§ **What this task involves**
Could the lines from the one with "Place one point per instance of the sawgrass, the" through the end of the listing be restated exactly, with nothing else included?
-- Data supplied start --
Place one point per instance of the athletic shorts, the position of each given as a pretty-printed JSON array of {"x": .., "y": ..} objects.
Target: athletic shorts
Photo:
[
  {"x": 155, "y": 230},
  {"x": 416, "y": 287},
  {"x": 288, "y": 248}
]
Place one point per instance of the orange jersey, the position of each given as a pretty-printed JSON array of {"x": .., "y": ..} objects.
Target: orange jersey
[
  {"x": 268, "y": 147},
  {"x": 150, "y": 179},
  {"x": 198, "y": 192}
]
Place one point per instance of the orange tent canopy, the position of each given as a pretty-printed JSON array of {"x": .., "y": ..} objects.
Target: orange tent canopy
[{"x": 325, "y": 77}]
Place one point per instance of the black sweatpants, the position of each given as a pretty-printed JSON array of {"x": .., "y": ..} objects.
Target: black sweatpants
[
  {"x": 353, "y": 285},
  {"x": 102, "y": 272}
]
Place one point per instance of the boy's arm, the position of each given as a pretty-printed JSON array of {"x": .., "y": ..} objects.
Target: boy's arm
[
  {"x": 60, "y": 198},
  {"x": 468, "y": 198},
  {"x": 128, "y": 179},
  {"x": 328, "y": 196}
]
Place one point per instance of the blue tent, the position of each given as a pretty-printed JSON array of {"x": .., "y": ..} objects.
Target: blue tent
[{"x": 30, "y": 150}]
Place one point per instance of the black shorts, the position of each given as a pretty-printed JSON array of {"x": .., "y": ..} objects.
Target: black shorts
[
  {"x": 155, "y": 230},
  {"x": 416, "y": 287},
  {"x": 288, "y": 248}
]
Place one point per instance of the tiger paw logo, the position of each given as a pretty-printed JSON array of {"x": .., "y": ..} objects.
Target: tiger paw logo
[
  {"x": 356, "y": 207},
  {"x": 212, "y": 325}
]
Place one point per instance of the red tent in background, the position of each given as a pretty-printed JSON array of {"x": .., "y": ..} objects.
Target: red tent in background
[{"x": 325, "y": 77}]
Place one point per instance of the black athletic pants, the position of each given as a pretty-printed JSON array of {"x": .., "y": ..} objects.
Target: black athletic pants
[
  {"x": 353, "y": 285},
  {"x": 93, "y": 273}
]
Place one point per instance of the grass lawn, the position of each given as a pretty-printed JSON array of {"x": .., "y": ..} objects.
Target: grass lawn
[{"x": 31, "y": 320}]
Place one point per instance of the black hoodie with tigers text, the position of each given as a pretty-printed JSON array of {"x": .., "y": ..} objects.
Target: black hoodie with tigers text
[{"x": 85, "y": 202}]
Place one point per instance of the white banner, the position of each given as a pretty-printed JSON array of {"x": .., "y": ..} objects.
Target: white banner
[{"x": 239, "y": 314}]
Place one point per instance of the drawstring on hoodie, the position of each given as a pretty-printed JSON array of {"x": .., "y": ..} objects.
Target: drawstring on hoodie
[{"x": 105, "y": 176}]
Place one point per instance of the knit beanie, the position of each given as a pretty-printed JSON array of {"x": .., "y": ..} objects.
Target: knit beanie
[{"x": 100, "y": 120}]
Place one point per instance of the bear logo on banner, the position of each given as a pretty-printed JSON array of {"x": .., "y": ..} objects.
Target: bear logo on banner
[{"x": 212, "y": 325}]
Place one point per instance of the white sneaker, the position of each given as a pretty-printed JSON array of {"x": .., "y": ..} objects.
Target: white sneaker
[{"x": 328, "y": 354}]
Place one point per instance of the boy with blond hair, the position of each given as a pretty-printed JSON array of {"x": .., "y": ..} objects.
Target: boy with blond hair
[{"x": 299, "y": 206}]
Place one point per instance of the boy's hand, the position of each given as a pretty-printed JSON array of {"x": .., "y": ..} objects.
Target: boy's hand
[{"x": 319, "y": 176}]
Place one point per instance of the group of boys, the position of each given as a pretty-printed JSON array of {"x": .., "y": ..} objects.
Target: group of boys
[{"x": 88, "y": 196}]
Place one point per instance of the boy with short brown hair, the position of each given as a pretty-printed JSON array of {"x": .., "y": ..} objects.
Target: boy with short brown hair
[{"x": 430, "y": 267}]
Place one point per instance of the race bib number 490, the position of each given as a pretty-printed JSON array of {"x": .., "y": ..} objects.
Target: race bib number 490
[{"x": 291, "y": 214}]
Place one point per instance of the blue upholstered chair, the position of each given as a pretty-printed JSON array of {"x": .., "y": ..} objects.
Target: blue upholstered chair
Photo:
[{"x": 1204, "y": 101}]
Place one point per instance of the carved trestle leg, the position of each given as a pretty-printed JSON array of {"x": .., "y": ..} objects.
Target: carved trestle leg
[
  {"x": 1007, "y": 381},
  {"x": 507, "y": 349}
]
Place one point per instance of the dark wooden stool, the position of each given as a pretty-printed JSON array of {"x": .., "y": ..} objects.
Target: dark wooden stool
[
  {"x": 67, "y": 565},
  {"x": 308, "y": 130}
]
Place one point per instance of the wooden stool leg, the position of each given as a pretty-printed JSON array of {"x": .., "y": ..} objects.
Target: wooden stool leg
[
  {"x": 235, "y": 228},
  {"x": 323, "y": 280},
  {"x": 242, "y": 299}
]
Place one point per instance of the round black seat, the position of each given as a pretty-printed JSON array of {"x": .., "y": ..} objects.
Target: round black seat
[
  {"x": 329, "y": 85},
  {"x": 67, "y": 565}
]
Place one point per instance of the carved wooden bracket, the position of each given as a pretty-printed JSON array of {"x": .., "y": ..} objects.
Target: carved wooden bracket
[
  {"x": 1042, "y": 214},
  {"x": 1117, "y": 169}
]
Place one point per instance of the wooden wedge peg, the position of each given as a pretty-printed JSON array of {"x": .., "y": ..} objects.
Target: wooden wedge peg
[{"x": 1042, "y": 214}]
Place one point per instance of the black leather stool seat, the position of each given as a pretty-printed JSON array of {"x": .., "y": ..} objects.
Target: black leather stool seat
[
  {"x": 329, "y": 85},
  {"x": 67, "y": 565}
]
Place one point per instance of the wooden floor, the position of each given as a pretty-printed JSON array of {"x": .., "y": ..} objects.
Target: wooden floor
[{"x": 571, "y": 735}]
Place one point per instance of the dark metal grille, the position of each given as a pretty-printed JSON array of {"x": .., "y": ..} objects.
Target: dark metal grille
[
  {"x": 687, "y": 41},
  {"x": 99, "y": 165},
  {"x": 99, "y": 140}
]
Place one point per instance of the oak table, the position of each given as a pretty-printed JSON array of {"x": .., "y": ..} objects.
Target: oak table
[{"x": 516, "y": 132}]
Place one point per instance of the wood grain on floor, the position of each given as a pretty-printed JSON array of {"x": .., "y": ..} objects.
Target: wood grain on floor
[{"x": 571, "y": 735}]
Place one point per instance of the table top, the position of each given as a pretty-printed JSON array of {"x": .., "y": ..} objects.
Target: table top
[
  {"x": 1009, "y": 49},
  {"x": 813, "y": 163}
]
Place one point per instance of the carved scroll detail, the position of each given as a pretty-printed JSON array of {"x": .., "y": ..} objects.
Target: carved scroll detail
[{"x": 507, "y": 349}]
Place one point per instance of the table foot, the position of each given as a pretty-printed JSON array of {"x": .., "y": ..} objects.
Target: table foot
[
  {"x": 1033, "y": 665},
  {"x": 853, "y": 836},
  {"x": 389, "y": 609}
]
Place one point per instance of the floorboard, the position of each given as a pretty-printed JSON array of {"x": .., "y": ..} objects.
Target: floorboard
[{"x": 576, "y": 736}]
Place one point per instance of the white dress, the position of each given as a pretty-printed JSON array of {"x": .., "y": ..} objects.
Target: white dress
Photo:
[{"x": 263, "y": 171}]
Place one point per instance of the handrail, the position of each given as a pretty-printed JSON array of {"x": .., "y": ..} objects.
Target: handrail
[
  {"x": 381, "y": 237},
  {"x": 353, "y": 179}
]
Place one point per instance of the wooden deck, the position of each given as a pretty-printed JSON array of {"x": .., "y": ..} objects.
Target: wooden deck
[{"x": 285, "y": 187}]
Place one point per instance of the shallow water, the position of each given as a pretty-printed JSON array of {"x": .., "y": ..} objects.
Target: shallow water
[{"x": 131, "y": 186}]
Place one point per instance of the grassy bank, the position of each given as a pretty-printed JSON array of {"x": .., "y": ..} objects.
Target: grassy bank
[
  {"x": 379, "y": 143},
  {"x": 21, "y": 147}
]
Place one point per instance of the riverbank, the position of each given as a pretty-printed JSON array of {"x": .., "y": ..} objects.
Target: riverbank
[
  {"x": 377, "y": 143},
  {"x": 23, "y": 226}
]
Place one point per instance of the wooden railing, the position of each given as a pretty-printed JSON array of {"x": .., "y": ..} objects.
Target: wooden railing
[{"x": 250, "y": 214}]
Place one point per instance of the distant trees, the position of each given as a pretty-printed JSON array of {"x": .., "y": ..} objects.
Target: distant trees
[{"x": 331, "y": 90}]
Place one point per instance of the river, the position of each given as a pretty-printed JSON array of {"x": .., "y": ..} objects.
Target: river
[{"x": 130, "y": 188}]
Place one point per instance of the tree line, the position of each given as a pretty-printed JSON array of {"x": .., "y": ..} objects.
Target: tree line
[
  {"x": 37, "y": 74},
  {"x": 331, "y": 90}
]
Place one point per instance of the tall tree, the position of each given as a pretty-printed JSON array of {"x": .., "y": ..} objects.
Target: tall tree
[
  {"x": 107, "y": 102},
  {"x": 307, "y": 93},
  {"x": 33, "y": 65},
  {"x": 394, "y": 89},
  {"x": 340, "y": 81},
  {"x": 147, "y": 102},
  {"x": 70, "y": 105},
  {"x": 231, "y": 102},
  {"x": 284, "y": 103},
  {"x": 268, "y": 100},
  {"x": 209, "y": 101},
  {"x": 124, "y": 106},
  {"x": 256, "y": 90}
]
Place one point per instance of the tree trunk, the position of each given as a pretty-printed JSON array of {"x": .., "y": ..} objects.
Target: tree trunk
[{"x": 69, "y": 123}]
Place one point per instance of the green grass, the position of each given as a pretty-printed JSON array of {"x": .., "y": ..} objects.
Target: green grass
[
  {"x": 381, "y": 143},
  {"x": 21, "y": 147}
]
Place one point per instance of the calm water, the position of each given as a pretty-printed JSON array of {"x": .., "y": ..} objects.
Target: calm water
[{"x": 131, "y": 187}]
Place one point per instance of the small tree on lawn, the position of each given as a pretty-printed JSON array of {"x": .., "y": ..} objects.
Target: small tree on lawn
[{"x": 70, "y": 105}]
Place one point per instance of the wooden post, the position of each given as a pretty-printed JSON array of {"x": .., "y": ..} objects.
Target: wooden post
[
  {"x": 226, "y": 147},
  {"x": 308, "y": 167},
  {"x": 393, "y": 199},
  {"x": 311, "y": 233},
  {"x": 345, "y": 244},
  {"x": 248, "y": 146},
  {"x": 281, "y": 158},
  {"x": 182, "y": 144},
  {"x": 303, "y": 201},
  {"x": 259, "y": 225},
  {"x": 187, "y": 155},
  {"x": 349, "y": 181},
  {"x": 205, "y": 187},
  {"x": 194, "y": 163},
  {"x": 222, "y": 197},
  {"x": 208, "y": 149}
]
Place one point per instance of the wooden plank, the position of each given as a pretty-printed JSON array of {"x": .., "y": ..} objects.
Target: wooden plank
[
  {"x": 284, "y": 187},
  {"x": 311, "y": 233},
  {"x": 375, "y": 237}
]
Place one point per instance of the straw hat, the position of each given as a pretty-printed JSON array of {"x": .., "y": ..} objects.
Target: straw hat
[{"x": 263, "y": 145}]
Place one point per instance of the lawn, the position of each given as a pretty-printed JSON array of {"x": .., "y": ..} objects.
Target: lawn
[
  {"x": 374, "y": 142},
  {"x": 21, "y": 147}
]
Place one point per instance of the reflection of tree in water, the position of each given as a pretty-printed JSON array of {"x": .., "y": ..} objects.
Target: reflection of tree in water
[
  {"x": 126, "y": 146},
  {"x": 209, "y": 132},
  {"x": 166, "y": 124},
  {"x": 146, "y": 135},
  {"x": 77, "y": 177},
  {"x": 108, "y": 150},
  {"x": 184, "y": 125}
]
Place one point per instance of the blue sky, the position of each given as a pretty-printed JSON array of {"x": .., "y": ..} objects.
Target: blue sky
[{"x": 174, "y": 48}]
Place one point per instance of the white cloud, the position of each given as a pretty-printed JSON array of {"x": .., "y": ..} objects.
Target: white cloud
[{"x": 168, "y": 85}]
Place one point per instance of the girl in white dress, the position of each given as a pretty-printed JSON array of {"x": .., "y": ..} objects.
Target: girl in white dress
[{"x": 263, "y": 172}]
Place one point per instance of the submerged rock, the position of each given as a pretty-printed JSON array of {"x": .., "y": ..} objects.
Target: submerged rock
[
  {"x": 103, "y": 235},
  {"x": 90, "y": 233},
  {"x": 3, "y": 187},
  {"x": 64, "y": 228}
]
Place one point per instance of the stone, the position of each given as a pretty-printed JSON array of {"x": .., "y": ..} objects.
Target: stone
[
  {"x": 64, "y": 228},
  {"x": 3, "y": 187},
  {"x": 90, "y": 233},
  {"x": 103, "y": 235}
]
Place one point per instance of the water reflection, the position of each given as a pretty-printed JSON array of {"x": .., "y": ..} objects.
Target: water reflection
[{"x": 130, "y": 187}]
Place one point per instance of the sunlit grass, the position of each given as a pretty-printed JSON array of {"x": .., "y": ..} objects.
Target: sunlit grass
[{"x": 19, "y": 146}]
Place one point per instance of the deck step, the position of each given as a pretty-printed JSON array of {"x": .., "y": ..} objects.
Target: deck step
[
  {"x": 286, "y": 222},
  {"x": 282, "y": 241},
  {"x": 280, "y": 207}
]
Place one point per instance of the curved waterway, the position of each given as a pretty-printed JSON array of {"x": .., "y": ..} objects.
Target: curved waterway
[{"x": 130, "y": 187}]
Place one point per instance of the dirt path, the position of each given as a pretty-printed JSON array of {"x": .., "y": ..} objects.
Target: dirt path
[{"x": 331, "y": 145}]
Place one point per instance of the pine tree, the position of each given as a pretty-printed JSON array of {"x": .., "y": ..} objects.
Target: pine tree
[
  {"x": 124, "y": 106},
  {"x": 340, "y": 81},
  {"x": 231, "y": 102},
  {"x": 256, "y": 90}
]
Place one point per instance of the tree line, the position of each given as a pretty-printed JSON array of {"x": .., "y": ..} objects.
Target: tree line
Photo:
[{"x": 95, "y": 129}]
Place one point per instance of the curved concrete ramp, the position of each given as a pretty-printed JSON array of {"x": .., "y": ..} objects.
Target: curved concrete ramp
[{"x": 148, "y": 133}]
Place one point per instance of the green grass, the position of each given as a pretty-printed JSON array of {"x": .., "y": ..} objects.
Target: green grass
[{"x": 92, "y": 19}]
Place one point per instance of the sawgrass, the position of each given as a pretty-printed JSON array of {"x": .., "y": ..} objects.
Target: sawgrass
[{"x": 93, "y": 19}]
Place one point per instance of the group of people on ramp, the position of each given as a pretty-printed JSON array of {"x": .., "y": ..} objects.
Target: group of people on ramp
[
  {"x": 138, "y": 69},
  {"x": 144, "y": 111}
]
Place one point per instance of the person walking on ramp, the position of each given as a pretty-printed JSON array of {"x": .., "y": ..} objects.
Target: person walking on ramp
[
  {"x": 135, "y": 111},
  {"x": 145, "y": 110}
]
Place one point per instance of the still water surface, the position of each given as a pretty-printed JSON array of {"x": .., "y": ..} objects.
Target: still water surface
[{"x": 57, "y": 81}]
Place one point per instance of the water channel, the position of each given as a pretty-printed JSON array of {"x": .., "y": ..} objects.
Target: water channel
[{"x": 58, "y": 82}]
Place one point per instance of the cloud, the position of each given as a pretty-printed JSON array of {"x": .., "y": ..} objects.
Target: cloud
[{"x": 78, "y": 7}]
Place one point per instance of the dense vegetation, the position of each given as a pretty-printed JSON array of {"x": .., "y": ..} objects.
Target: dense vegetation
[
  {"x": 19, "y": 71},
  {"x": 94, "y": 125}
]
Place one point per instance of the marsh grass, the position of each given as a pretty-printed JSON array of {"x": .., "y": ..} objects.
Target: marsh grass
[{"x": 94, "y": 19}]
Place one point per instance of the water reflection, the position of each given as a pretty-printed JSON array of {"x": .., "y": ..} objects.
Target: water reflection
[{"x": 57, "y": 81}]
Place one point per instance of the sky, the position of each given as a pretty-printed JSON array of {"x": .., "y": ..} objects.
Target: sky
-- Data supplied end --
§ **Final answer**
Place one point per instance of the sawgrass, the position of each given as a pretty-printed JSON array of {"x": .., "y": ..} objects.
Target: sawgrass
[{"x": 93, "y": 19}]
Place one point per instance of the group of people on ramp, the position of each given as a pretty-printed JSON array of {"x": .., "y": ..} objects.
Target: group of people on ramp
[
  {"x": 138, "y": 69},
  {"x": 144, "y": 111}
]
Place one point per instance of the person walking on ramp, the position of each given as a pretty-printed JSON array of {"x": .., "y": ..} objects.
Target: person walking on ramp
[
  {"x": 135, "y": 111},
  {"x": 145, "y": 110}
]
Place one point per instance of the still water surface, the position of each given as a pretty-printed JSON array of {"x": .., "y": ..} objects.
Target: still water surface
[{"x": 57, "y": 81}]
Place one point per instance of the water channel, the position of each given as a pretty-printed JSON array of {"x": .., "y": ..} objects.
Target: water channel
[{"x": 58, "y": 82}]
Place one point per instance of the cloud, the position of each given as a pretty-printed JSON array of {"x": .., "y": ..} objects.
Target: cloud
[{"x": 78, "y": 7}]
Place one point per instance of the dense vegetation, the position of each given as a pretty-printed JSON array of {"x": .., "y": ..} objects.
Target: dense vegetation
[
  {"x": 19, "y": 71},
  {"x": 94, "y": 125}
]
Place one point per instance of the marsh grass, the position of each given as a pretty-printed JSON array of {"x": .., "y": ..} objects.
Target: marsh grass
[{"x": 94, "y": 19}]
Place one point per instance of the water reflection, the position of each given as a pretty-printed JSON array of {"x": .., "y": ..} objects.
Target: water reflection
[{"x": 57, "y": 81}]
Place one point per instance of the sky, the position of each given as a pretty-printed JSON array of {"x": .., "y": ..} objects.
Target: sky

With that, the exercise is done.